**Problems**
1. In the article on Kinky Friedman's new album, which Willie Nelson album does Friedman say served as the template for Circus of Life?
2. Reproduce everything in the article on Kinky Friedman's new album from "After 40 years, Kinky" down to "EP entitled Resurrected.".

[start Text segment]

After 40 years, Kinky Friedman releases stunning album of new songs


When Kinky Friedman performed last year at New York’s now shuttered B.B. King’s, he brought along with him a new five-song EP entitled Resurrected.

When he returned Sunday night for a show at City Winery, he had in hand what Resurrected only hinted at--his just-released Circus of Life, his first new album entirely of original material in four decades.

“It all started one night at the ranch,” Friedman said after the City Winery gig, referring to his home on a ranch in Echo Hill, Texas.

“I was watching Matlock reruns at 3 a.m. when Willie Nelson called and asked what I was doing--and I told him. ‘That’s a sure sign of depression!’ he said. ‘Turn Matlock off, Kinky, and start writing!’ So mildly inspired by Willie, I started writing and somehow produced 12 songs mostly triggered by personal events and tragedy. It’s very different from other things I’ve written, so much so that I’ve been called by several critics ‘the Leonard Cohen of Texas.’”

Indeed, Friedman, famed for frequently laugh-out-loud funny and politically incorrect performances, as well as often ironically moving songs like “Ride ‘Em Jewboy” and “They Ain’t Makin’ Jews Like Jesus Anymore” recorded and performed in the 1970s with his notorious outlaw country band Kinky Friedman & The Texas Jewboys, said that Nelson’s classic 1975 album Red Headed Stranger served as the template for Circus of Life.

“It’s very sparse and simple,” he said, crediting producer Brian Molnar (also a singer-songwriter and Friedman’s opening act on his current summer tour--one of his longest ever).

“He didn’t have anything to work with other than some very talented musicians [including Nelson’s longtime harmonica player Mickey Raphael, legendary Texas keyboardist Augie Meyers and original Texas Jewboy Little Jewford], and it’s not overproduced and sanitized like so much of the stuff coming out of Nashville, where production seems to be everything--but with nothing to deliver.”

Also referred to by Friedman as “The Matlock Collection,” Circus of Life starts with “A Dog Named Freedom,” which recounts a train trip to Texas with a three-legged canine traveling companion that manages to evoke Willie Nelson, Vietnam, and Bob Dylan—with whom Friedman famously toured as part of the Rolling Thunder Revue. Its first single, “Autographs in the Rain (Song to Willie)” is getting heavy play on SiriusXM’s Outlaw Country channel.

[end Text segment]
[start Rows]

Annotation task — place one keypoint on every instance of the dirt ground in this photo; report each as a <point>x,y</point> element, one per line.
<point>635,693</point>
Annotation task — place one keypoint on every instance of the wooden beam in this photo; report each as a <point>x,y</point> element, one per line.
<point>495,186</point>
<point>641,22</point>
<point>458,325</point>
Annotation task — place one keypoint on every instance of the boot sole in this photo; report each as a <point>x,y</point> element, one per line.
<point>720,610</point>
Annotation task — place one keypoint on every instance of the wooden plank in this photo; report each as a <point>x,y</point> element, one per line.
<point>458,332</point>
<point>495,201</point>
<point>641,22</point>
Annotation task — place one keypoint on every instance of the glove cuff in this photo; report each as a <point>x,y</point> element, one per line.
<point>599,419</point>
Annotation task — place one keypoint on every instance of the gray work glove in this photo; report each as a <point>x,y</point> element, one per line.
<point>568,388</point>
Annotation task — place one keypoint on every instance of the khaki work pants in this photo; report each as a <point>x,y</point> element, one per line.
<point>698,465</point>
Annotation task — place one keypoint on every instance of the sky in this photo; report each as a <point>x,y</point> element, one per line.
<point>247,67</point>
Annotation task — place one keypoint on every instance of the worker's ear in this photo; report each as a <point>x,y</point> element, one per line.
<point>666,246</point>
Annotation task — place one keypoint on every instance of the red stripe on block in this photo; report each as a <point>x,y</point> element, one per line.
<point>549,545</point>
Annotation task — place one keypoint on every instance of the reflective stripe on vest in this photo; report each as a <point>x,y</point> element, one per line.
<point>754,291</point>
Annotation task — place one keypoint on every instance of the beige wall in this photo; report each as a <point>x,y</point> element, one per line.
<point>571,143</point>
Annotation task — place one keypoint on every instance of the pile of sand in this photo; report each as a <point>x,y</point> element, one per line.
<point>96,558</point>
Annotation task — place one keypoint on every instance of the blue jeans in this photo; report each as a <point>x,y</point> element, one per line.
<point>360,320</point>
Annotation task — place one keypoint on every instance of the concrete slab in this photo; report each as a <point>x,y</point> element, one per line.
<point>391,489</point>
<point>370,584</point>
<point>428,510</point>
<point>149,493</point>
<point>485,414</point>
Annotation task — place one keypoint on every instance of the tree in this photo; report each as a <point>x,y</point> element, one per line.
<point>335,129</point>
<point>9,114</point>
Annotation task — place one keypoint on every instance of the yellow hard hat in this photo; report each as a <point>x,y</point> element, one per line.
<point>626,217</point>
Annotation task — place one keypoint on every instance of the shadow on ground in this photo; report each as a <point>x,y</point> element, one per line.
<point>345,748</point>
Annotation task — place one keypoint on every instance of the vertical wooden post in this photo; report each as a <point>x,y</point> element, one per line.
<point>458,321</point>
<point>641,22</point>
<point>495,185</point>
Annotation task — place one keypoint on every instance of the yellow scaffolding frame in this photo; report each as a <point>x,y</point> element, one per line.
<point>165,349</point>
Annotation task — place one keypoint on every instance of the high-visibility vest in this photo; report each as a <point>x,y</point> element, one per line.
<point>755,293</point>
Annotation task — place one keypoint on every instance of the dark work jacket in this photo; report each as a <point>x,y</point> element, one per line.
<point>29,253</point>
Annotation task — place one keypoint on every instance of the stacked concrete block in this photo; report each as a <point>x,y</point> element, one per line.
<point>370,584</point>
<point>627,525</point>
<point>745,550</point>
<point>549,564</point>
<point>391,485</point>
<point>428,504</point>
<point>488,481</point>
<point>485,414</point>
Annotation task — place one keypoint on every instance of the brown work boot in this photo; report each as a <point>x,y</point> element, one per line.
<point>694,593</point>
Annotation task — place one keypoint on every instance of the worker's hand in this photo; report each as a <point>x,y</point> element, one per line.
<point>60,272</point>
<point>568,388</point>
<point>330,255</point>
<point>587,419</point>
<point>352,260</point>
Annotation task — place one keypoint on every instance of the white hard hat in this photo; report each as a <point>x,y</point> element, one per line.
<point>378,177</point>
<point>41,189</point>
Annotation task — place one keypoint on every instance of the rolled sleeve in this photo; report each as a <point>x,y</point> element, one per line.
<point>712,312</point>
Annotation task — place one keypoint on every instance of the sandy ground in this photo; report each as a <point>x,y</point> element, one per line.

[end Rows]

**Replies**
1. Red Headed Stranger, Nelson's classic 1975 album.

2.
After 40 years, Kinky Friedman releases stunning album of new songs


When Kinky Friedman performed last year at New York’s now shuttered B.B. King’s, he brought along with him a new five-song EP entitled Resurrected.